Records provided:
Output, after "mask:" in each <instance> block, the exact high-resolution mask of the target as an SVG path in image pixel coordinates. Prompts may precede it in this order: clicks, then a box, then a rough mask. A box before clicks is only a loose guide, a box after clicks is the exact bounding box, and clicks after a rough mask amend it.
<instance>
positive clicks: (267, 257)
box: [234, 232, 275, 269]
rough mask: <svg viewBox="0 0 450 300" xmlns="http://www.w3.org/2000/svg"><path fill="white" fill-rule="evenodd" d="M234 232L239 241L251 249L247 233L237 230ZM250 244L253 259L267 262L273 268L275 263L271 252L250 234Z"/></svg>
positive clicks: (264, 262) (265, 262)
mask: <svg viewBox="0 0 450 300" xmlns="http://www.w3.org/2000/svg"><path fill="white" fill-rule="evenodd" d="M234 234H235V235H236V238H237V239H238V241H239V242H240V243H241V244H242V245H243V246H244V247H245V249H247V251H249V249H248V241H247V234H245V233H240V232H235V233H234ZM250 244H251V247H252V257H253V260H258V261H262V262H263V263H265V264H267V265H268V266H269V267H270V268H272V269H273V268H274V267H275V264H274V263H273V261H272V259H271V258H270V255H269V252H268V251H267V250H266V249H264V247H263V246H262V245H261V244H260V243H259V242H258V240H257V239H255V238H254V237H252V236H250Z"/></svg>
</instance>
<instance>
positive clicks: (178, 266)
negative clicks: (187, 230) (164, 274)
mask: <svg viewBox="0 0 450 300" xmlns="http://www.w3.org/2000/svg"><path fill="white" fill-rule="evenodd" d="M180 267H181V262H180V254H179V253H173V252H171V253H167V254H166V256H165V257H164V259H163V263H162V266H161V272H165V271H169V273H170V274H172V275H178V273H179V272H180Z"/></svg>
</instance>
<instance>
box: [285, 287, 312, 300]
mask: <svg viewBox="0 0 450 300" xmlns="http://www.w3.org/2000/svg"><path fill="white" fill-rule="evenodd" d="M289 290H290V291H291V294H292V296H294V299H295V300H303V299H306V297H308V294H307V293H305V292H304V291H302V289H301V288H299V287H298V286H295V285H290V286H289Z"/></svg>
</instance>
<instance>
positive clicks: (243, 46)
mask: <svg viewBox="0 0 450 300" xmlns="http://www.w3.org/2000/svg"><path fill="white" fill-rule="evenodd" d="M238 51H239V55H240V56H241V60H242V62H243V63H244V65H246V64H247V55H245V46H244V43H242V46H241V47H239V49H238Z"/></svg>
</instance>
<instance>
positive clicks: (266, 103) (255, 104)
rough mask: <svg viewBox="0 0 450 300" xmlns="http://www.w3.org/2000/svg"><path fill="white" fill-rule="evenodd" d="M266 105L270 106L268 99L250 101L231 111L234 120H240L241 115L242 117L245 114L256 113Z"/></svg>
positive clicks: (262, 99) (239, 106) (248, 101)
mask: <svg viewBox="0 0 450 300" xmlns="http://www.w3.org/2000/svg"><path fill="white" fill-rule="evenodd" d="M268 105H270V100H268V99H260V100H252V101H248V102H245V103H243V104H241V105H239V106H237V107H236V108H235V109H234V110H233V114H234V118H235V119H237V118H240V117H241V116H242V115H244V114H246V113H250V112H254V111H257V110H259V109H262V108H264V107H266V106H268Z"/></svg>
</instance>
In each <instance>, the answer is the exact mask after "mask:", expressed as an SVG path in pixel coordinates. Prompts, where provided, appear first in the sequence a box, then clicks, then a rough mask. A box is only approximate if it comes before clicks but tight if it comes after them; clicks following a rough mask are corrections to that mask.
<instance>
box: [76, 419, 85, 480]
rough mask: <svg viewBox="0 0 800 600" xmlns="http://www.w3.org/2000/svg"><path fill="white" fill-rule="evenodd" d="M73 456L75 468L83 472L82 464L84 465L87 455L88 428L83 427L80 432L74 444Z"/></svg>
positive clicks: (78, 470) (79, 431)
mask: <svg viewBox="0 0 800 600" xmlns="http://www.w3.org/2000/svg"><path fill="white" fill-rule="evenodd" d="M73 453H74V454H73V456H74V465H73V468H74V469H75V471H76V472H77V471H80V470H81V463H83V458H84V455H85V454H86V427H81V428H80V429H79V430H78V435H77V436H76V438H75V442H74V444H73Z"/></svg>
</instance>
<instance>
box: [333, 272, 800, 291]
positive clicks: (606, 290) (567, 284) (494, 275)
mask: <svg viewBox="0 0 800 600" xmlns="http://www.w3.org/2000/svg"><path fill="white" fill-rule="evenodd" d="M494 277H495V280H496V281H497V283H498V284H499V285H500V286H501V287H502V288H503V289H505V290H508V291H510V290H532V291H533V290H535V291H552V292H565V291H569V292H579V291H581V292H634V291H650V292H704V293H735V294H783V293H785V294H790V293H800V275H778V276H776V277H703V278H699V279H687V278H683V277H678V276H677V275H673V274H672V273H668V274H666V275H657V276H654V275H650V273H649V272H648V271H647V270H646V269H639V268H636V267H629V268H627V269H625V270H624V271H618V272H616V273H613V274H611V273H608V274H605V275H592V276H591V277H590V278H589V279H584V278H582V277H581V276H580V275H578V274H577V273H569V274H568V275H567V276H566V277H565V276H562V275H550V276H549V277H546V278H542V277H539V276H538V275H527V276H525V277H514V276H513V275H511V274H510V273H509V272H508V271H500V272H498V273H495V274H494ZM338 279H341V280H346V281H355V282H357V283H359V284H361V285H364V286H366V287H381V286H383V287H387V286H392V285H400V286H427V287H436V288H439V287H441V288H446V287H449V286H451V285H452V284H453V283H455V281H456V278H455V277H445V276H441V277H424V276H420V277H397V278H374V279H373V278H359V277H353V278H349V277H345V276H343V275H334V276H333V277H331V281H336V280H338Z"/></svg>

Task requirements:
Reproduce all lines from the records above that include the word "each".

Result:
Output, after "mask:" in each <instance> block, the exact high-resolution mask of the target as an SVG path in image pixel coordinates. Prompts may precede it in this order: clicks, then a box, then a rough mask. A box before clicks is only a loose guide, a box after clicks is the exact bounding box, and clicks after a rough mask amend it.
In each <instance>, the answer is the exact mask after "mask:", expressed as an SVG path in pixel coordinates. Prompts, where provided, appear first in the sequence a box, then clicks, then a rough mask. A box is only approximate if it comes before clicks but tight if it comes after them; clicks following a rough mask are corrections to that mask.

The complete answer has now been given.